# Fall Bite Is on!!!!



## Levi Troyer (Mar 25, 2020)

Last minute decision to go out pand out this eve...only had a couple hours..love spending time with my boy..and love that he loves it too !


----------



## Levi Troyer (Mar 25, 2020)

Levi Troyer said:


> out


----------



## berkshirepresident (Jul 24, 2013)

You have every right to NOT answer this question: do you mind if I ask where that was? Not specific location....just body of water.
Great night regardless. Congrats!


----------



## Levi Troyer (Mar 25, 2020)

West Branch


----------



## berkshirepresident (Jul 24, 2013)

Thanks Levi!


----------



## DeathFromAbove (Oct 21, 2008)

Wow !! Nice Pike ! Did you measure that thing ?


----------



## Levi Troyer (Mar 25, 2020)

Yep. 36in


----------



## E Leigh (Jul 11, 2013)

Great fish. I love those big pike. 


Sent from my iPhone using Tapatalk


----------



## Tekneek (Jul 23, 2009)

□ □ □

→ Stated problem 1:
Tally how many lines in the entries contain the word "badge", treating case as significant. Reply with that number alone.

□ □ □

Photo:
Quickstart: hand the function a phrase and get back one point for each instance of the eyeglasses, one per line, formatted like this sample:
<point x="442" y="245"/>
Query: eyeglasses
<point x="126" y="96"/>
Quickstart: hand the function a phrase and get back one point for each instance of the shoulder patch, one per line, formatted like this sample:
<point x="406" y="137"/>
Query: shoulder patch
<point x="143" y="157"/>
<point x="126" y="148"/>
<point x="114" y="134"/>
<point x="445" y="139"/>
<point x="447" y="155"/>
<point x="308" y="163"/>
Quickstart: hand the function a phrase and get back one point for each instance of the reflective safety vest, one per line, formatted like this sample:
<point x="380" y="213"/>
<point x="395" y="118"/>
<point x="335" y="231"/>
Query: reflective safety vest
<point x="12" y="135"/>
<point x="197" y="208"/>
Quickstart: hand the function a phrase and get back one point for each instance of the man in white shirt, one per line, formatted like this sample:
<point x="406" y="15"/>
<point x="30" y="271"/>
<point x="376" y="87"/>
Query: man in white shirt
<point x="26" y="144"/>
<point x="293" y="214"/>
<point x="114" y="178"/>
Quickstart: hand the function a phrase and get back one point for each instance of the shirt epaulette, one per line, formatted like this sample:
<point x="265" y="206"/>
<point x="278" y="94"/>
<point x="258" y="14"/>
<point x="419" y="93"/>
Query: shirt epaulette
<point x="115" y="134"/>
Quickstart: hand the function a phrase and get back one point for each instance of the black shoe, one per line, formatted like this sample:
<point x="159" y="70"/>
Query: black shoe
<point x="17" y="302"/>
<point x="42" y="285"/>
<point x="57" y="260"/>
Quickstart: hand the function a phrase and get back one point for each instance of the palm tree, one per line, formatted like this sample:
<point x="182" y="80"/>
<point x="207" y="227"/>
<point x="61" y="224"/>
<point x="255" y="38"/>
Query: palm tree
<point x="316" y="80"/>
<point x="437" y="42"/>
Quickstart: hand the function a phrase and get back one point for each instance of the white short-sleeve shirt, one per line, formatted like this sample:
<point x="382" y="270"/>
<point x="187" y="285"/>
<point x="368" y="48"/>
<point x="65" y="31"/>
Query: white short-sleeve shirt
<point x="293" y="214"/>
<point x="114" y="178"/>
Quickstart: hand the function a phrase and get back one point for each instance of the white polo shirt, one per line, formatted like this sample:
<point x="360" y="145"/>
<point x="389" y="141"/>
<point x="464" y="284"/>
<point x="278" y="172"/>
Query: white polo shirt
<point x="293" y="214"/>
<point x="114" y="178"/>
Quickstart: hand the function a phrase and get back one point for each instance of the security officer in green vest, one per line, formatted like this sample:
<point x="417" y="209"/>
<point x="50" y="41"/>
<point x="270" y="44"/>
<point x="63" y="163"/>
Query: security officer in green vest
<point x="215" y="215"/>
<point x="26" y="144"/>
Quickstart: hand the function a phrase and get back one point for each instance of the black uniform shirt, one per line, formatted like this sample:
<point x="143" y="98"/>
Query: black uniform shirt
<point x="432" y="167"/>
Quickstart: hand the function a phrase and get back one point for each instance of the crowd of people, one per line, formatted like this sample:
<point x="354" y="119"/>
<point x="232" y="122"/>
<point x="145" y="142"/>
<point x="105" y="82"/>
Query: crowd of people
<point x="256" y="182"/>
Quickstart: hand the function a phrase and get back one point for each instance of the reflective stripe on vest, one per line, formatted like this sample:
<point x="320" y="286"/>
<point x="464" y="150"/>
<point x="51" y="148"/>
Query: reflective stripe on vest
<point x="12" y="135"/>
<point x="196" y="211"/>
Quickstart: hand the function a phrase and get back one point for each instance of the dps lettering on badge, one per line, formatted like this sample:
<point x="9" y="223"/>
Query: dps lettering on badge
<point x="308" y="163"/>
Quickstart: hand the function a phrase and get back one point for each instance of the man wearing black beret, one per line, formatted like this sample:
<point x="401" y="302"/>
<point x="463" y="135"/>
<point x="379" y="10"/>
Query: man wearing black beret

□ □ □

→ Stated problem 2:
Reproduce verbatim the stretch of the fishing thread that opens with the words containing "You have every" and closes with "night regardless. Congrats!".

→ Written response 1:
2

→ Written response 2:
You have every right to NOT answer this question: do you mind if I ask where that was? Not specific location....just body of water.
Great night regardless. Congrats!